Region pointing data:
● ● ● ●

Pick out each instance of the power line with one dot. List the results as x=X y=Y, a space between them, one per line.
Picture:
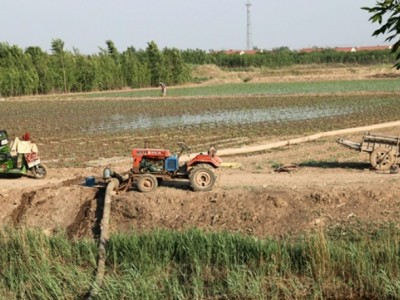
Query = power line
x=249 y=30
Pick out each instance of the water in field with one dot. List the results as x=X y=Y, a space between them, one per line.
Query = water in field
x=229 y=117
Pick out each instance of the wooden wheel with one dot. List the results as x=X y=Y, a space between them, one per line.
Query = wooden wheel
x=382 y=159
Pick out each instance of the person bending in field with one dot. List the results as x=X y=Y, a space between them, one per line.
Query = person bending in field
x=163 y=89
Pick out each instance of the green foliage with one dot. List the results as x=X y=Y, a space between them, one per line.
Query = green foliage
x=387 y=14
x=358 y=260
x=37 y=72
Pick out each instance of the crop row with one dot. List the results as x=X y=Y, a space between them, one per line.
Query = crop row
x=72 y=132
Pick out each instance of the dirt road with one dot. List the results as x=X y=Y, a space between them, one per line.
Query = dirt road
x=331 y=186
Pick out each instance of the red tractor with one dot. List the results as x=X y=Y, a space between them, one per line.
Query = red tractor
x=152 y=166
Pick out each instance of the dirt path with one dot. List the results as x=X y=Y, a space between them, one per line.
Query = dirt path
x=331 y=186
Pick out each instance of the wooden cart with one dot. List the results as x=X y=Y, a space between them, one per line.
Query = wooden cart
x=383 y=150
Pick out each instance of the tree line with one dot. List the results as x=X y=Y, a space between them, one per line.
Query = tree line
x=33 y=71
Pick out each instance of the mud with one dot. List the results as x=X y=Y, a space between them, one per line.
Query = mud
x=252 y=199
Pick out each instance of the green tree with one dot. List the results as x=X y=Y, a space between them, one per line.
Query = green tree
x=155 y=63
x=57 y=47
x=387 y=14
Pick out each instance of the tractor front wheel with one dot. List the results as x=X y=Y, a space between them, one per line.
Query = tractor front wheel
x=147 y=183
x=39 y=171
x=202 y=179
x=382 y=159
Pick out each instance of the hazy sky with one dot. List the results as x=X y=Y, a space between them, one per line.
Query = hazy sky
x=186 y=24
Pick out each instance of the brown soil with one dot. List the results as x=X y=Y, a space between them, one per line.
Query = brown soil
x=332 y=185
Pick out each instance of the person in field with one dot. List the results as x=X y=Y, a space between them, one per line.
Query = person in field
x=163 y=89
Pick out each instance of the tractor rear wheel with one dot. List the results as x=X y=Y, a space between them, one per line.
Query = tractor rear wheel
x=147 y=183
x=202 y=179
x=382 y=159
x=39 y=171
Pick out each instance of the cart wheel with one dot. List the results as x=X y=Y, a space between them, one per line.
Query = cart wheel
x=382 y=159
x=147 y=183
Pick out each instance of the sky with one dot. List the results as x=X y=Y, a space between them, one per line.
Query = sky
x=187 y=24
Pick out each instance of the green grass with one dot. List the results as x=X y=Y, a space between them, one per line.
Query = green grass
x=275 y=88
x=358 y=261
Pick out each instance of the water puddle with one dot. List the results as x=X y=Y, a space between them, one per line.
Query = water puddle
x=232 y=117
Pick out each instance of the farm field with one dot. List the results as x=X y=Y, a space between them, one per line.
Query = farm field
x=263 y=233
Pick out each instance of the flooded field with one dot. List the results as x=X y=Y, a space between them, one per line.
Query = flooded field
x=74 y=132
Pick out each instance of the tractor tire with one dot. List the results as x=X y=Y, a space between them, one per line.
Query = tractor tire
x=382 y=159
x=202 y=179
x=39 y=171
x=147 y=183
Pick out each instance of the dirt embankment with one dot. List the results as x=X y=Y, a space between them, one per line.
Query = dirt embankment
x=252 y=199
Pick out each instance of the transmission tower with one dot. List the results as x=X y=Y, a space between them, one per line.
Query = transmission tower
x=249 y=31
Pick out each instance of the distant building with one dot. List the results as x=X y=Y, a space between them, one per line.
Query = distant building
x=347 y=49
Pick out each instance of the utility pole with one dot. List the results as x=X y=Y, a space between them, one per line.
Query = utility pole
x=249 y=31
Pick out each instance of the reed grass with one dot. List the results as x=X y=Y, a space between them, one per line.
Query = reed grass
x=335 y=263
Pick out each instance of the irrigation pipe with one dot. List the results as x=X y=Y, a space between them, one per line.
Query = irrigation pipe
x=313 y=137
x=112 y=185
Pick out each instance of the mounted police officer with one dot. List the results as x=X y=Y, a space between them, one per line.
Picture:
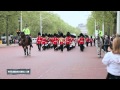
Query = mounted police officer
x=27 y=34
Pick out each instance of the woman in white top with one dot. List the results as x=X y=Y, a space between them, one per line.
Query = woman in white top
x=112 y=60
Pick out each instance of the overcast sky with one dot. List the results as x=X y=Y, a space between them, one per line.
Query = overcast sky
x=74 y=17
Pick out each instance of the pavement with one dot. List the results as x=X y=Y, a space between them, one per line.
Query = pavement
x=10 y=45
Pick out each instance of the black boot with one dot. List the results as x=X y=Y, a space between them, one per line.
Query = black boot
x=31 y=44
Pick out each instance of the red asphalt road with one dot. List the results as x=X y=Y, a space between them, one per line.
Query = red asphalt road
x=52 y=64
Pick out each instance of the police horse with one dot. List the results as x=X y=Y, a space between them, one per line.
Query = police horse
x=25 y=43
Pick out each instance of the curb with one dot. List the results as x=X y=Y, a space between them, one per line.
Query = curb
x=12 y=45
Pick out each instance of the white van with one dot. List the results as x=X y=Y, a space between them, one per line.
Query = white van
x=34 y=40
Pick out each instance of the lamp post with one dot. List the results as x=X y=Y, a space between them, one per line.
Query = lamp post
x=7 y=40
x=41 y=27
x=118 y=22
x=40 y=24
x=19 y=23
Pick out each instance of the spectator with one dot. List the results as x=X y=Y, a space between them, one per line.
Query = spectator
x=112 y=60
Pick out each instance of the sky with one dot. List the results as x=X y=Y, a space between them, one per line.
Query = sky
x=74 y=18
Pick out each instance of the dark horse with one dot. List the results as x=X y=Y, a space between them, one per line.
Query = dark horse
x=25 y=42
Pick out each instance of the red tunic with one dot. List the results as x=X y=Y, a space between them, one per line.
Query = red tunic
x=39 y=40
x=55 y=41
x=81 y=40
x=68 y=40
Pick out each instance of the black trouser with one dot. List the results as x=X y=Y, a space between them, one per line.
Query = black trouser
x=110 y=76
x=55 y=45
x=30 y=40
x=68 y=47
x=91 y=43
x=81 y=47
x=87 y=44
x=39 y=47
x=61 y=47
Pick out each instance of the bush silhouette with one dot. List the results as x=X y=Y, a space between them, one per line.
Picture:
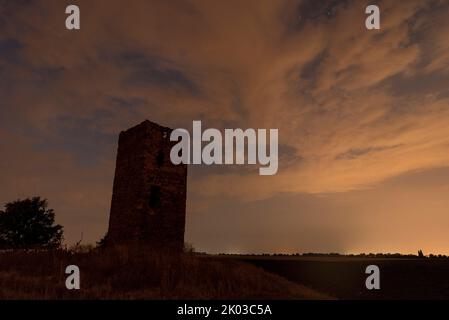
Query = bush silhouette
x=29 y=224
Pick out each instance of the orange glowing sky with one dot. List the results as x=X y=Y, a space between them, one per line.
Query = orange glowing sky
x=363 y=116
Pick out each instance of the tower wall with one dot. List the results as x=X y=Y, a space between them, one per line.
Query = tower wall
x=149 y=193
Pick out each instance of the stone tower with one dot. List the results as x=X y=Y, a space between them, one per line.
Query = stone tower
x=149 y=193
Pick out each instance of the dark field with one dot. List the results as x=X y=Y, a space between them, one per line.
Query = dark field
x=139 y=273
x=344 y=277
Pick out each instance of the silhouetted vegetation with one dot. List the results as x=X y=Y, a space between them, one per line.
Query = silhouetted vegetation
x=29 y=223
x=139 y=273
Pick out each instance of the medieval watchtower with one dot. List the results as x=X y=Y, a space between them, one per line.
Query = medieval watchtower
x=149 y=193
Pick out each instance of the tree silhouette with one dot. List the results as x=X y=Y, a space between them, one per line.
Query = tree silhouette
x=29 y=224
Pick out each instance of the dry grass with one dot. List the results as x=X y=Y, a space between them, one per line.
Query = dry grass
x=138 y=273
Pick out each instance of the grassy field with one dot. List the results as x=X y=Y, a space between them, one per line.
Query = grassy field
x=140 y=274
x=344 y=277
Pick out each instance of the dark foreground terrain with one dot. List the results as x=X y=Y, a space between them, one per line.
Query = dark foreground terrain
x=344 y=277
x=140 y=274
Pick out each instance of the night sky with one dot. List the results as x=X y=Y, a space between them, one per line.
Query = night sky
x=363 y=116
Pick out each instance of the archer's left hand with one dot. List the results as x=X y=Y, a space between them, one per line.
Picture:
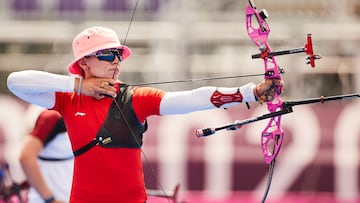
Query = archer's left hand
x=265 y=90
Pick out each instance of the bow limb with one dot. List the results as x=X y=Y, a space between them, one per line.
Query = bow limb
x=258 y=31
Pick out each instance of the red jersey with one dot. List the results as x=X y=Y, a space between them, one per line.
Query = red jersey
x=105 y=174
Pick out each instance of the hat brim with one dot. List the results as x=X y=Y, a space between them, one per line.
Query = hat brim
x=74 y=67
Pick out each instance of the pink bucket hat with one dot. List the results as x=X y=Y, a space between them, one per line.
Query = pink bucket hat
x=92 y=40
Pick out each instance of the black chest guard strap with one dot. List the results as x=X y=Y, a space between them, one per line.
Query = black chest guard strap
x=116 y=132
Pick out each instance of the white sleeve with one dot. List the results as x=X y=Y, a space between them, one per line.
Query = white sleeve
x=38 y=87
x=183 y=102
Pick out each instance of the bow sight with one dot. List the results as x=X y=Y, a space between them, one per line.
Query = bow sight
x=308 y=49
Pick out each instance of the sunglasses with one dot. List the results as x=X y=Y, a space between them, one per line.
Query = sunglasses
x=107 y=54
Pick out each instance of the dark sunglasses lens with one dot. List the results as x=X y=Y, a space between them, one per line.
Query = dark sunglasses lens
x=108 y=57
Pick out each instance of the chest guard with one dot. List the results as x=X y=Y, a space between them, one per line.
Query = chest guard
x=121 y=127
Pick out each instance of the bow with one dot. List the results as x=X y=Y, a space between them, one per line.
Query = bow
x=272 y=136
x=258 y=30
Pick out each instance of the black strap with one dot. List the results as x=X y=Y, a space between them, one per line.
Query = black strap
x=85 y=148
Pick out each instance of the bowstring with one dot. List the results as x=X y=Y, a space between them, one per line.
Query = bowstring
x=127 y=123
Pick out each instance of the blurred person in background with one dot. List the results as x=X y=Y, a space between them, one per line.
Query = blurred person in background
x=47 y=159
x=106 y=118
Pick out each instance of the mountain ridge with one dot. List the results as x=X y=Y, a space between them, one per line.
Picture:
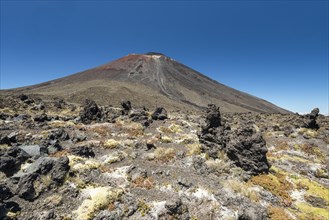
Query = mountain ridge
x=154 y=77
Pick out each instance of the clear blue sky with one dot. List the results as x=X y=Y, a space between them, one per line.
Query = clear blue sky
x=276 y=50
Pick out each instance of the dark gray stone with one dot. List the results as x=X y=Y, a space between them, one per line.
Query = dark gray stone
x=160 y=113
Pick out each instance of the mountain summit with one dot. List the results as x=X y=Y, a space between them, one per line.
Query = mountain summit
x=150 y=79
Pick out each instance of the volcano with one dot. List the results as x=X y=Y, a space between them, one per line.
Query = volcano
x=151 y=80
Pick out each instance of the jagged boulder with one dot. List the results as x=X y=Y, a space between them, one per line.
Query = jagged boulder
x=59 y=170
x=25 y=187
x=247 y=149
x=140 y=115
x=214 y=133
x=91 y=112
x=160 y=113
x=11 y=160
x=310 y=119
x=5 y=192
x=213 y=119
x=244 y=146
x=83 y=151
x=24 y=98
x=126 y=105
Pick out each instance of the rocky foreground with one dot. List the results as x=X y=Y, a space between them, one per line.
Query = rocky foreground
x=59 y=160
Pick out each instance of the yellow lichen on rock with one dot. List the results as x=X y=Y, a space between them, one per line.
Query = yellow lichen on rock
x=80 y=164
x=96 y=199
x=309 y=212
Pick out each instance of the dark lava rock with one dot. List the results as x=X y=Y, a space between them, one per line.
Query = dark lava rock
x=213 y=119
x=140 y=115
x=38 y=107
x=42 y=118
x=310 y=119
x=12 y=206
x=45 y=165
x=3 y=211
x=176 y=207
x=58 y=134
x=24 y=98
x=32 y=150
x=59 y=103
x=25 y=187
x=126 y=105
x=251 y=211
x=4 y=139
x=247 y=149
x=91 y=112
x=160 y=113
x=5 y=192
x=83 y=151
x=59 y=170
x=11 y=161
x=214 y=134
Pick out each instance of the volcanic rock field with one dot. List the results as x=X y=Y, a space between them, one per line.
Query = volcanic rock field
x=62 y=160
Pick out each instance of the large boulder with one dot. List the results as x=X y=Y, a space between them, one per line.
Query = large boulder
x=244 y=146
x=160 y=113
x=247 y=149
x=11 y=160
x=90 y=112
x=59 y=170
x=214 y=133
x=25 y=187
x=310 y=119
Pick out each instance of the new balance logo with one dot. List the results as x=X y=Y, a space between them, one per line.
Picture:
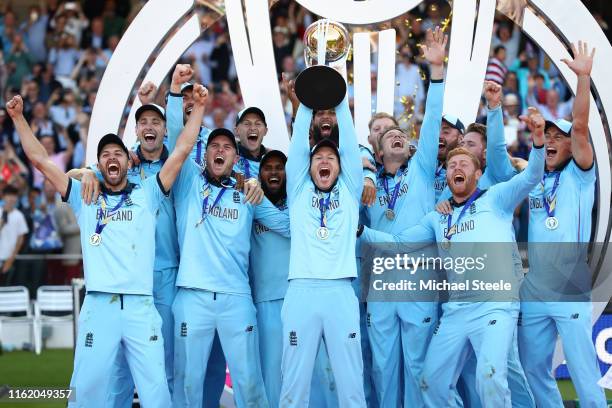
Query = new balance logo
x=89 y=339
x=292 y=338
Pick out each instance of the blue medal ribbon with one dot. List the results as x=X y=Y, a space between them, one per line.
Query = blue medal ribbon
x=103 y=217
x=451 y=231
x=323 y=206
x=205 y=202
x=393 y=197
x=550 y=202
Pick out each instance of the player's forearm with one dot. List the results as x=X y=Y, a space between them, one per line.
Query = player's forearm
x=299 y=149
x=174 y=118
x=348 y=145
x=31 y=146
x=427 y=153
x=581 y=146
x=498 y=162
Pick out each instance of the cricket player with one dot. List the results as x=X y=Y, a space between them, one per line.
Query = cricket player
x=488 y=144
x=560 y=217
x=450 y=135
x=323 y=206
x=152 y=154
x=474 y=319
x=268 y=271
x=213 y=286
x=118 y=313
x=400 y=331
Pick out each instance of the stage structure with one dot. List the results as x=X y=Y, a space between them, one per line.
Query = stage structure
x=163 y=31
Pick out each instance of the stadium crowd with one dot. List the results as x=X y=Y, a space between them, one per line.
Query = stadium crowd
x=54 y=56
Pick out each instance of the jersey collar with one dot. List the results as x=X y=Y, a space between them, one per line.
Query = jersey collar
x=243 y=152
x=462 y=203
x=127 y=190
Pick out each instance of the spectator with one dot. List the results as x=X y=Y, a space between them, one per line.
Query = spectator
x=496 y=69
x=13 y=228
x=19 y=62
x=35 y=30
x=64 y=58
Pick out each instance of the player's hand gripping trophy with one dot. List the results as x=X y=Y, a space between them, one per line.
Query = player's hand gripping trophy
x=322 y=85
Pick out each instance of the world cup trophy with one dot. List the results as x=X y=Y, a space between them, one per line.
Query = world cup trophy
x=322 y=85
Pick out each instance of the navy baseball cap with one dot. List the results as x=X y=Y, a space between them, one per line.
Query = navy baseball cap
x=251 y=109
x=111 y=138
x=563 y=125
x=222 y=132
x=151 y=107
x=454 y=122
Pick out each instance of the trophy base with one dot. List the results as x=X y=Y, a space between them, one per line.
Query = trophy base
x=320 y=87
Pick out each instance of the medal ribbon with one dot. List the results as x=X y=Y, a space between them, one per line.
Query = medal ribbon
x=104 y=220
x=205 y=202
x=393 y=197
x=550 y=202
x=451 y=231
x=323 y=205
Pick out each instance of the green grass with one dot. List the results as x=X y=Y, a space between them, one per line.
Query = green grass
x=54 y=367
x=25 y=369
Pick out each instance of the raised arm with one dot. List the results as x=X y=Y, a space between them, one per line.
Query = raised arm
x=174 y=107
x=350 y=157
x=434 y=52
x=35 y=151
x=186 y=140
x=582 y=151
x=499 y=166
x=510 y=193
x=298 y=159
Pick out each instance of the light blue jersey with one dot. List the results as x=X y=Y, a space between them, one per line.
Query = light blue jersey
x=166 y=243
x=415 y=196
x=215 y=253
x=440 y=180
x=498 y=166
x=487 y=220
x=269 y=261
x=333 y=258
x=123 y=260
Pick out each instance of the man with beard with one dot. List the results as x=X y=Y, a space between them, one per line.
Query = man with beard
x=268 y=270
x=400 y=331
x=324 y=207
x=152 y=154
x=213 y=287
x=118 y=314
x=480 y=320
x=450 y=135
x=487 y=143
x=178 y=109
x=559 y=233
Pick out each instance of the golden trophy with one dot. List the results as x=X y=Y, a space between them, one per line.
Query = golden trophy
x=322 y=85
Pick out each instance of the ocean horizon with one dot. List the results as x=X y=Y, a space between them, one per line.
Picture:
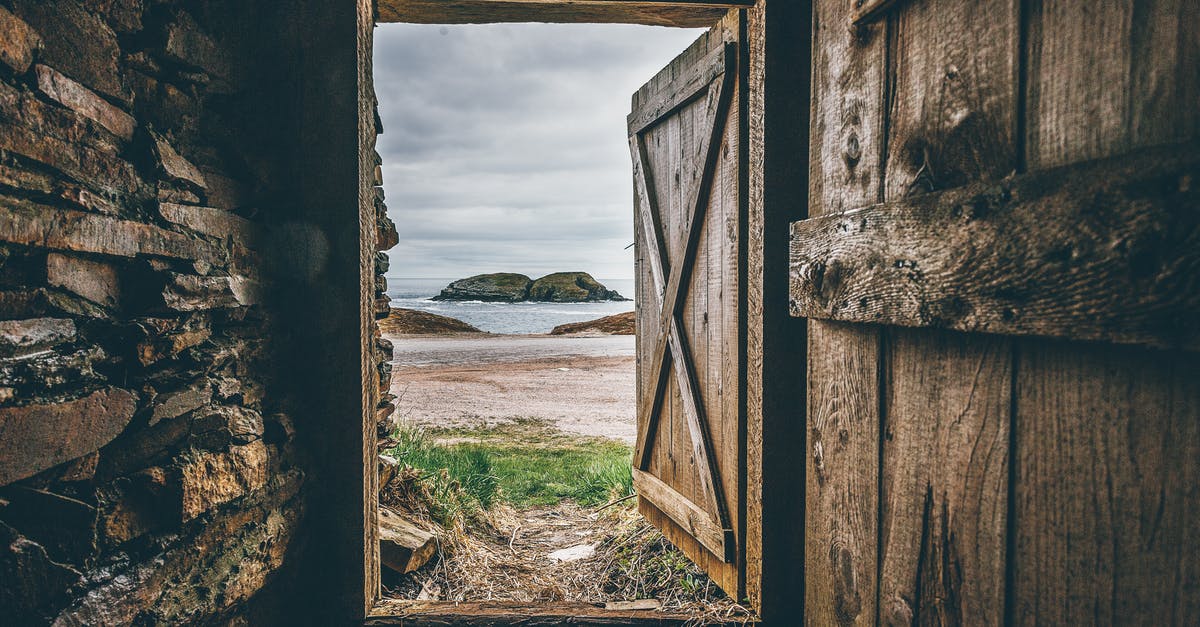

● ● ● ●

#### Problem description
Only the lines above from the one with "Query = medal ribbon" up to and including the one with "Pick out each instance of the raised" should be repeated, exactly as written.

#### Written reply
Query = medal ribbon
x=104 y=220
x=205 y=202
x=393 y=197
x=550 y=202
x=451 y=231
x=323 y=205
Pick out each instance of the green grass with one dot. List the results as x=X y=Y, a space between them, one per line.
Query = green grass
x=54 y=367
x=25 y=369
Pick out each instance of the raised arm with one dot. List the results as x=X y=Y, a space between them, one per line.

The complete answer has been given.